— Begin Given data —
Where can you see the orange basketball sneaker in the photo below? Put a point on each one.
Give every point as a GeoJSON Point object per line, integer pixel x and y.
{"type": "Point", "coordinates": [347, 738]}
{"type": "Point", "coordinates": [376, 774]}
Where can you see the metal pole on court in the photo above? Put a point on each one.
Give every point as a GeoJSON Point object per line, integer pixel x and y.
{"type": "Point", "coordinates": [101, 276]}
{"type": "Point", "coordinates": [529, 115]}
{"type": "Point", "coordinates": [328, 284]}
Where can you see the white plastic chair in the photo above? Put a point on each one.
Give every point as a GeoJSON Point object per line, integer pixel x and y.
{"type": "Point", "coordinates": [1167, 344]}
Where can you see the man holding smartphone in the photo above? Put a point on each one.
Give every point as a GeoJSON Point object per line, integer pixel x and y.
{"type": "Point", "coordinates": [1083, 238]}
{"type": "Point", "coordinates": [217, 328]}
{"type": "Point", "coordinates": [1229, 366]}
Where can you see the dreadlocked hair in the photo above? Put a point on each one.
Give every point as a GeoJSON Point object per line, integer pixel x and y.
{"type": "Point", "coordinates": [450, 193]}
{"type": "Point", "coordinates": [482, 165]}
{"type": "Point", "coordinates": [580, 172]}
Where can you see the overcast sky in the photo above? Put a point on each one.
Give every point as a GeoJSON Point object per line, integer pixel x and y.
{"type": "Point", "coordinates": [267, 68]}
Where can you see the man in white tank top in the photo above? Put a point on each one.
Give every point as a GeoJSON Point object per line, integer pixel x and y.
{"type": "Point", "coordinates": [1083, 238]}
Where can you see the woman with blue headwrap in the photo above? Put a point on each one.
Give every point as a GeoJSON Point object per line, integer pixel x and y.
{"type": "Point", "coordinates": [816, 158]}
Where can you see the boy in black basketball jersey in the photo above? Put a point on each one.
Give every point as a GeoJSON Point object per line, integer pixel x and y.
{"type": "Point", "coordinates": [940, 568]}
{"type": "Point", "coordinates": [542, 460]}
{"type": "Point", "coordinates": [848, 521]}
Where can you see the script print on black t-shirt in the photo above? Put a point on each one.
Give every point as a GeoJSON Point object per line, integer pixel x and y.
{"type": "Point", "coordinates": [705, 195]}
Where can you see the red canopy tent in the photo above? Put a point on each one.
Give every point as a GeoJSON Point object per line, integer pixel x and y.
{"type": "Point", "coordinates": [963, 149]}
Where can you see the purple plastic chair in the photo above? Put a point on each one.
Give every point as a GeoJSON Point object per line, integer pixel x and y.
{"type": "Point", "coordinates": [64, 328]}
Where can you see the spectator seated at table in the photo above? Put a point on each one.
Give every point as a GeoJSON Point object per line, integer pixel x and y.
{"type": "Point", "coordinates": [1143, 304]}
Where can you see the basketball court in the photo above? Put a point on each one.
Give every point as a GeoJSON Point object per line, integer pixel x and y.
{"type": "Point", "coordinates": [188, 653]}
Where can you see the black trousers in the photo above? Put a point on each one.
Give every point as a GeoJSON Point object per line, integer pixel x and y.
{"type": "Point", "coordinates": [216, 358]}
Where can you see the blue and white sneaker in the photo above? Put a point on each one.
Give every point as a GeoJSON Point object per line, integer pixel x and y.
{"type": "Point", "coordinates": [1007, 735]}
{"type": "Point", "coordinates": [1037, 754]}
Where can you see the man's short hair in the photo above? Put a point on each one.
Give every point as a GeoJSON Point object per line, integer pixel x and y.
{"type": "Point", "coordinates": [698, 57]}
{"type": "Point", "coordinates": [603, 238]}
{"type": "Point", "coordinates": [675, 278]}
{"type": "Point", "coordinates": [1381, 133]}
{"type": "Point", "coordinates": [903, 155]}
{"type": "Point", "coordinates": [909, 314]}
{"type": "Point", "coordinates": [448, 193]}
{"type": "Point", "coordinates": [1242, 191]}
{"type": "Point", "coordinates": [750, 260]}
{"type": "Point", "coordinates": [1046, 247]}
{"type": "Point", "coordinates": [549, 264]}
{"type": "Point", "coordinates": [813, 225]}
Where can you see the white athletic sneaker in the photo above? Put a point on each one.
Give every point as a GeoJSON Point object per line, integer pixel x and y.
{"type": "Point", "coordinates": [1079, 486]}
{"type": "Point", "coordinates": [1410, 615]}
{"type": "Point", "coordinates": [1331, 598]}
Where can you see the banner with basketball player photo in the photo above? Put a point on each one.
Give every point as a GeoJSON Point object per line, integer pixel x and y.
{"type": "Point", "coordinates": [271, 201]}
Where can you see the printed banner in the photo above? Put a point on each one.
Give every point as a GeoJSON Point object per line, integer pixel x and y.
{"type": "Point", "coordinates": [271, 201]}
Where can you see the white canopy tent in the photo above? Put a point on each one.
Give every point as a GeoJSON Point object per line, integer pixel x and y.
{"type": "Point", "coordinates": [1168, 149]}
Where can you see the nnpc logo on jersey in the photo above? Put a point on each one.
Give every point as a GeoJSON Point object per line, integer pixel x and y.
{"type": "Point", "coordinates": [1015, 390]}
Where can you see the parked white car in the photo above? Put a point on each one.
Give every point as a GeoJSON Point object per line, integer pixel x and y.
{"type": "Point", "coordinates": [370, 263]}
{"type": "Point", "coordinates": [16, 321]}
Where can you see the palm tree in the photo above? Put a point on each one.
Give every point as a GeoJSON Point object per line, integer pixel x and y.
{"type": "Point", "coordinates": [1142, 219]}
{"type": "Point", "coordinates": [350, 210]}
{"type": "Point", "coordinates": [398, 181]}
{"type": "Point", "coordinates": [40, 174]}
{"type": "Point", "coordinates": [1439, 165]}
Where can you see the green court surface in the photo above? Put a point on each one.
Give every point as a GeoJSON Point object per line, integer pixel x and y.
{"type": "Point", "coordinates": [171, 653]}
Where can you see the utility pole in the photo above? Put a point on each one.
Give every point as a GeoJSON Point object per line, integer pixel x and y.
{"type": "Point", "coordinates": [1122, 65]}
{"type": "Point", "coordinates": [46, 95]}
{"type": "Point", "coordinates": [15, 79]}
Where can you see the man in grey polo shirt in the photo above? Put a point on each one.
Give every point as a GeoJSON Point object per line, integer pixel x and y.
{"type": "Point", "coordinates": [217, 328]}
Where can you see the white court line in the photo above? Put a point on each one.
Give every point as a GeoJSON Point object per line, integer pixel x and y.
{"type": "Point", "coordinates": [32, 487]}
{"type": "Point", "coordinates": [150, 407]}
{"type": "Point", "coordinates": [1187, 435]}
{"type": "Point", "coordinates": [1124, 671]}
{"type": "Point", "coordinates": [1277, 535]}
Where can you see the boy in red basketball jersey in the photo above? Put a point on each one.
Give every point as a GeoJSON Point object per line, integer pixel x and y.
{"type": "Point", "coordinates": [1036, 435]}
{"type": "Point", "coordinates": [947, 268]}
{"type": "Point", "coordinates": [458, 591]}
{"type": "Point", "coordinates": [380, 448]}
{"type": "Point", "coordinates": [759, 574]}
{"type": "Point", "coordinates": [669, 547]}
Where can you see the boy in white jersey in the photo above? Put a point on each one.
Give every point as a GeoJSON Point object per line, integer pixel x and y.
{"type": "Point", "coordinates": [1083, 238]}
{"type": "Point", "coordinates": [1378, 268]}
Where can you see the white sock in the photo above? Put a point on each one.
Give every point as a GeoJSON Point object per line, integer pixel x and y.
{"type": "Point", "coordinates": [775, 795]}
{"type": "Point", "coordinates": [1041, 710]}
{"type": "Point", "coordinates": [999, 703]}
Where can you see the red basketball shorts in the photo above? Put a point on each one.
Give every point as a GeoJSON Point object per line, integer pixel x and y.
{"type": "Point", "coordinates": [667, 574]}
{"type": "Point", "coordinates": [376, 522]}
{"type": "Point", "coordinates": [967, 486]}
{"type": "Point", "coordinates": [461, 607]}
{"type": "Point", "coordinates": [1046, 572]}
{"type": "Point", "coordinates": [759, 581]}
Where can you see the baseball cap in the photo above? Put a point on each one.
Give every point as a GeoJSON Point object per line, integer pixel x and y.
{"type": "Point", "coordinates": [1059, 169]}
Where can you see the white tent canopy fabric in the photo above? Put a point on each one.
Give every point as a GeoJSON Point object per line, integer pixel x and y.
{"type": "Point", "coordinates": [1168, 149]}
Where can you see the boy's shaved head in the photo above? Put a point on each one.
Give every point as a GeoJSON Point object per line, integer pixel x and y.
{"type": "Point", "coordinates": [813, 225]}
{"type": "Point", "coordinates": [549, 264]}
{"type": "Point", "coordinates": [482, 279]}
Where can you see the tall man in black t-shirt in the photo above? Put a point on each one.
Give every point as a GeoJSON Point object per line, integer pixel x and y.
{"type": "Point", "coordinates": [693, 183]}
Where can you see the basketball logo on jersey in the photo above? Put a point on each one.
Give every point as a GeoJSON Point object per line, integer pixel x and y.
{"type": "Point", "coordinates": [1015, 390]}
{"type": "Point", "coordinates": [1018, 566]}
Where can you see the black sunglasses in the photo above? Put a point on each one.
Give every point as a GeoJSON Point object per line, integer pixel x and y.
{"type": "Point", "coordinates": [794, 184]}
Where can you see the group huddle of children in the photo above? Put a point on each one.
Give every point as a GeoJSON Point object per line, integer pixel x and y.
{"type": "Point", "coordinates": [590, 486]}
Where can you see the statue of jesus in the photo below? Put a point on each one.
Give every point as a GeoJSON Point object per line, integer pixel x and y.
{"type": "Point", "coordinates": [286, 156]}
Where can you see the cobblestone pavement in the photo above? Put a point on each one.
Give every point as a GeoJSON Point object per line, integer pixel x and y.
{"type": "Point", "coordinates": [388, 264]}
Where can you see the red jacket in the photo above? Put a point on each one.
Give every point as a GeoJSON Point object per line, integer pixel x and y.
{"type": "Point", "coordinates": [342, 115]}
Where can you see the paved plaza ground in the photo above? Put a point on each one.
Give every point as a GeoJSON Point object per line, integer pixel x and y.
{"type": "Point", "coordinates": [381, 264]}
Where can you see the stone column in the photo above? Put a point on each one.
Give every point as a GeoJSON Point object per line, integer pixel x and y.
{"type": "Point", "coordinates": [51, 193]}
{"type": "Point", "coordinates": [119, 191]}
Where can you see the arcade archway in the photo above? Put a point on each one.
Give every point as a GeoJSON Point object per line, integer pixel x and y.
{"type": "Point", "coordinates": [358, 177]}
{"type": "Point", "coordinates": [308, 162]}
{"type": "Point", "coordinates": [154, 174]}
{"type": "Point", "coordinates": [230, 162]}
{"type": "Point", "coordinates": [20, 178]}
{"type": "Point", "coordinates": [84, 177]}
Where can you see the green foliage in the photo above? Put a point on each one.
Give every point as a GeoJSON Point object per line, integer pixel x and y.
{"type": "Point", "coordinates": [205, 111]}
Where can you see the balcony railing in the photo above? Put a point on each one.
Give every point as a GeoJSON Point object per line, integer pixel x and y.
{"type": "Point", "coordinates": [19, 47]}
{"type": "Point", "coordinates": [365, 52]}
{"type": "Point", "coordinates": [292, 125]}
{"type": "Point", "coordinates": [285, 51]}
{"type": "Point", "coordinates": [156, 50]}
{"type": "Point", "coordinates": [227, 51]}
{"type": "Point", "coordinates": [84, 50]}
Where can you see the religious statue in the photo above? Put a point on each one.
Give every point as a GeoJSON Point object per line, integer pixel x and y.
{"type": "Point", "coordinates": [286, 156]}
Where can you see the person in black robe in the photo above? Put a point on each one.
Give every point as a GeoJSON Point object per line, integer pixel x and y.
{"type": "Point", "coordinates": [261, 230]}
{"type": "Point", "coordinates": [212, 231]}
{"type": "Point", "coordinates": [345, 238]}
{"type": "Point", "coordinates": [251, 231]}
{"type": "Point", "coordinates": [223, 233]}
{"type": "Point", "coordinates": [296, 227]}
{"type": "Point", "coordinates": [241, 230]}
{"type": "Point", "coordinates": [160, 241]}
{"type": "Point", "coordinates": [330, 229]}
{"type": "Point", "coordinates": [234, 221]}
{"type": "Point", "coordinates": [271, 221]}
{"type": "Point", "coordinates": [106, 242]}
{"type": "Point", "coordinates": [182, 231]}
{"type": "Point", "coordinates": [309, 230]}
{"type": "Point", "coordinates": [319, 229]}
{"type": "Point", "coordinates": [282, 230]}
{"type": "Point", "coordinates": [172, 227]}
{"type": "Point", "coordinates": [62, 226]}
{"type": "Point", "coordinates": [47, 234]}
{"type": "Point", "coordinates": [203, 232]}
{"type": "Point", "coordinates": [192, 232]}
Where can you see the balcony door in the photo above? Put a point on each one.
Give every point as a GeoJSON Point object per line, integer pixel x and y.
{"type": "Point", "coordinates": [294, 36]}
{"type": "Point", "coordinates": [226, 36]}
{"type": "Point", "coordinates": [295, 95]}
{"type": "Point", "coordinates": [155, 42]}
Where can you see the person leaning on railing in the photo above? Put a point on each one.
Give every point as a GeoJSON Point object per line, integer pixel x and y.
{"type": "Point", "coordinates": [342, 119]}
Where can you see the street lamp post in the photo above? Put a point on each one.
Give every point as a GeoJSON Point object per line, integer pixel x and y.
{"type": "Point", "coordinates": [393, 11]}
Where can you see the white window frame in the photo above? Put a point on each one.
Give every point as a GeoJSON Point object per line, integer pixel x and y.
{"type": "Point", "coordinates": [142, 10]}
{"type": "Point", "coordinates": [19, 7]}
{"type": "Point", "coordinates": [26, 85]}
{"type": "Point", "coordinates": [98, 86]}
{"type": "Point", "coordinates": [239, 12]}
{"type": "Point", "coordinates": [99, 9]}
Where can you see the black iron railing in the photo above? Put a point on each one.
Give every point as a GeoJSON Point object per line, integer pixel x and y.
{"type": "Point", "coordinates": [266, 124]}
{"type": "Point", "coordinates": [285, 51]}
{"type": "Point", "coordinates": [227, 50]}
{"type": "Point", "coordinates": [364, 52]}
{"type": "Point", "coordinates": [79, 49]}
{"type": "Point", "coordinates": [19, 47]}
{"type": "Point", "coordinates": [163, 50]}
— End Given data —
• Work to complete:
Format the listing's lines, from the line containing "Where can you see the white window" through the last line of the listing, as a JSON list of strings with one string per line and blank lines omitted.

• Right answer:
[
  "Where can you see the white window frame in the photo above? Put a point on each one.",
  "Give every point as a GeoJSON Point object per line, integer pixel x and y.",
  "{\"type\": \"Point\", \"coordinates\": [142, 10]}",
  "{\"type\": \"Point\", \"coordinates\": [19, 7]}",
  "{\"type\": \"Point\", \"coordinates\": [26, 85]}",
  "{\"type\": \"Point\", \"coordinates\": [98, 86]}",
  "{\"type\": \"Point\", \"coordinates\": [239, 12]}",
  "{\"type\": \"Point\", \"coordinates\": [99, 9]}",
  "Where can you see the black iron railing in the photo above? Put a point on each one.",
  "Give every point as a GeoJSON Point object per line, integer pixel x and y.",
  "{\"type\": \"Point\", \"coordinates\": [266, 124]}",
  "{\"type\": \"Point\", \"coordinates\": [285, 51]}",
  "{\"type\": \"Point\", \"coordinates\": [227, 50]}",
  "{\"type\": \"Point\", \"coordinates\": [364, 52]}",
  "{\"type\": \"Point\", \"coordinates\": [79, 49]}",
  "{\"type\": \"Point\", \"coordinates\": [19, 47]}",
  "{\"type\": \"Point\", \"coordinates\": [163, 50]}"
]